Go through the records below and copy out every line holding "roof".

(Stored records)
══════════
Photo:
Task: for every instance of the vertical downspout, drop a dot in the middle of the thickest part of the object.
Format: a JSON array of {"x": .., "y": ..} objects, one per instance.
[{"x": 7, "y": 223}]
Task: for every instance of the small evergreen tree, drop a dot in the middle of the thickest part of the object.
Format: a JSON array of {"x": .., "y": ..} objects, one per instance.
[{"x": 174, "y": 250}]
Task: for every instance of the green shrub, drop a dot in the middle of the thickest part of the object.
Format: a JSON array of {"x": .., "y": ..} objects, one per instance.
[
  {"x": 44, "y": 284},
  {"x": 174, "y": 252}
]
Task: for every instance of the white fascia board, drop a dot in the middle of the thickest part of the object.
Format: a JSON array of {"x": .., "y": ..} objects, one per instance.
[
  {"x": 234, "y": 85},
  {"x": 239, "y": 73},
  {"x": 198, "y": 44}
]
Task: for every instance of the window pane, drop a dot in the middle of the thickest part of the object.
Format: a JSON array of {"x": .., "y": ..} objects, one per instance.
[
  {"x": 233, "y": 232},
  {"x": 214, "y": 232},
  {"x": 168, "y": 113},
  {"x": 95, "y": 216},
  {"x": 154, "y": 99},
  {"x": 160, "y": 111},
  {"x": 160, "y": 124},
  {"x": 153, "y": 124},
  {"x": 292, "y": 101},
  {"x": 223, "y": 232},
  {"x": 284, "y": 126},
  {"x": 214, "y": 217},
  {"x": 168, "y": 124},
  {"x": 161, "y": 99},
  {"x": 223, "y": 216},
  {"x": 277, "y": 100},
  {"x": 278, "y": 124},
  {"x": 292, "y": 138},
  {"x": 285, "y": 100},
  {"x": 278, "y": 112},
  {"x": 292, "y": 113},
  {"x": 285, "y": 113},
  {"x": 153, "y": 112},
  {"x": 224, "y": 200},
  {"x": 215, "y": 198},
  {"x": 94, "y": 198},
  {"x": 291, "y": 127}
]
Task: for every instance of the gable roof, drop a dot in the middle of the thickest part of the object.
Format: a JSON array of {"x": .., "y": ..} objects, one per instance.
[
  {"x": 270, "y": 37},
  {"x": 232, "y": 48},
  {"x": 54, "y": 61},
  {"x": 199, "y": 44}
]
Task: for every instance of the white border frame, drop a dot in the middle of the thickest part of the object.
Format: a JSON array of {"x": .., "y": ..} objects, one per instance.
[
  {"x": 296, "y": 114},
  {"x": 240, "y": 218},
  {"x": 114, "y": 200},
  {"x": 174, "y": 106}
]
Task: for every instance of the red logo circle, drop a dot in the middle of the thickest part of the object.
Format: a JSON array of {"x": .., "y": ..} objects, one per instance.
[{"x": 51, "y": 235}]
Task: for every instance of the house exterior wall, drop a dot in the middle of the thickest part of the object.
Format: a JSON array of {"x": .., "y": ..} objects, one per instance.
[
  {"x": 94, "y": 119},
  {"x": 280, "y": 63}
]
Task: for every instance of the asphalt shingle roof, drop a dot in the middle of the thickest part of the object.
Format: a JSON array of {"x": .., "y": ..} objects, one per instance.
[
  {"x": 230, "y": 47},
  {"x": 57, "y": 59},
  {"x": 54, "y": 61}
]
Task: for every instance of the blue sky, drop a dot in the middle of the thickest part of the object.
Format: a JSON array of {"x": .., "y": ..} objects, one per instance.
══════════
Answer space
Task: for every instance of the gable roof, drop a dot in the middle of the thickest part of the object.
Task: for every instance of the asphalt shingle roof, drop a dot in the middle of the thickest part of the object.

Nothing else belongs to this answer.